◆ DOCUMENT TEXT
Welcome, friends, to Cloud-cuckoo Land. No, stop. That's that dead Greek guy. Um—Never-never Land? Uh-uh. The late Mr. Barrie dreamed that one up. How about Topsy-turvey-dom? Getting warmer, but no cigar. That would be Gilbert and Sullivan. But we're closing in, moving back a few years from G&S to the silly and sad and serio-comical bel canto domain of Gaetano Donizetti.
It's from this that the Santa Fe Opera has at long last plucked the third of Donizetti's evergreen trilogy of comic operas: The Elixir of Love arrived here in 1968 and 2009, Don Pasquale in 1983 and 2014, and now finally, after 58 seasons of strange neglect, a brouhaha-packed production of The Daughter of the Regiment that opened last Friday night. Being precise, Daughter's not exactly a comic opera, per se. Call her what she truly is: une opéra comique.
So what's in a mere Gallic translation? Plenty, as it turns out. All of Donizetti's operas before 1838 had been produced, with one exception, for Italian theaters and for Italian audiences, largely Neapolitan. Troubles with censors and royalty, in addition to headaches with management, came with that territory, coupled with the relatively limited expectations of relatively unsophisticated audiences. But Donizetti's reputation grew and grew. Finally, the magic moment arrived. Paris called. And in the fall of 1838, the 41-year-old composer packed his bags.
While not quite yet la ville lumière, Paris saw itself as—and really was—the cultural capital of Europe: worldly, chic, elegant and overflowing with knowing audiences and sharp-tongued critics. Donizetti got busy. Before the 1840 premiere of La fille du régiment and after his arrival, he had already composed, revised or worked seriously on five operas for Paris. After La fille (his 55th!) opened at the Opéra-Comique, a green-eyed Berlioz famously huffed, "One can no longer speak of the opera houses of Paris but only of the opera houses of M. Donizetti."

◆ ROWS
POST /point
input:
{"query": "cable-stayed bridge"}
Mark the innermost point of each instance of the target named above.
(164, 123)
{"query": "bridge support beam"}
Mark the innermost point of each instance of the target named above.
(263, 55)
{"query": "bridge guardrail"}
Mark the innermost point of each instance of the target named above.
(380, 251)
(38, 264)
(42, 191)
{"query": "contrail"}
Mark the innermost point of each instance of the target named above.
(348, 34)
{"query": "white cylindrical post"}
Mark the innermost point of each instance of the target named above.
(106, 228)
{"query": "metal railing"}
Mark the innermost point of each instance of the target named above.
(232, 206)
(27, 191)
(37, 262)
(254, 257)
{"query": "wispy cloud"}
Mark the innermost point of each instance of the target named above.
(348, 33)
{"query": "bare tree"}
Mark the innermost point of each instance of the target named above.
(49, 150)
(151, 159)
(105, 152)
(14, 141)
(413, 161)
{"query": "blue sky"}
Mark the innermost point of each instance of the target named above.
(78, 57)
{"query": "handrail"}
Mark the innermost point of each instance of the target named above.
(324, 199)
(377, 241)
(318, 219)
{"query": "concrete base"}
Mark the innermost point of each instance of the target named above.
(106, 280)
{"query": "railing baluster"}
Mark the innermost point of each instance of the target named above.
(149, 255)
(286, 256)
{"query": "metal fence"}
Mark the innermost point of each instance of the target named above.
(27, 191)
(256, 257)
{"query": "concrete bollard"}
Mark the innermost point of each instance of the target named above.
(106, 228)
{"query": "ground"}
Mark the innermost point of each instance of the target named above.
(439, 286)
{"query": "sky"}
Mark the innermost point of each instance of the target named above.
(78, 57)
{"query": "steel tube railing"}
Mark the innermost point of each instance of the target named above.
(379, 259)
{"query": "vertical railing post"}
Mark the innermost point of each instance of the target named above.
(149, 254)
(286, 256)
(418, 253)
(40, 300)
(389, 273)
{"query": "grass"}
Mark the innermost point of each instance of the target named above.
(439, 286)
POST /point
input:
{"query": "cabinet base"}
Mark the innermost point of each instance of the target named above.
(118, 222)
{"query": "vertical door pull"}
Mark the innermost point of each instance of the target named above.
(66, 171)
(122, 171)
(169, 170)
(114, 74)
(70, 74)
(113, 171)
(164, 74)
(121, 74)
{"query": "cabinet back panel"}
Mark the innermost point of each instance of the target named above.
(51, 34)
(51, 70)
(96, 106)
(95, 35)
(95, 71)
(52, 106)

◆ PROBLEM TO WORK ON
Reproduce, word for word, the stretch of the opera review from "It's from this" through "une opéra comique.". The listing is separate material, unrelated to the opera review.

◆ RESPONSE BELOW
It's from this that the Santa Fe Opera has at long last plucked the third of Donizetti's evergreen trilogy of comic operas: The Elixir of Love arrived here in 1968 and 2009, Don Pasquale in 1983 and 2014, and now finally, after 58 seasons of strange neglect, a brouhaha-packed production of The Daughter of the Regiment that opened last Friday night. Being precise, Daughter's not exactly a comic opera, per se. Call her what she truly is: une opéra comique.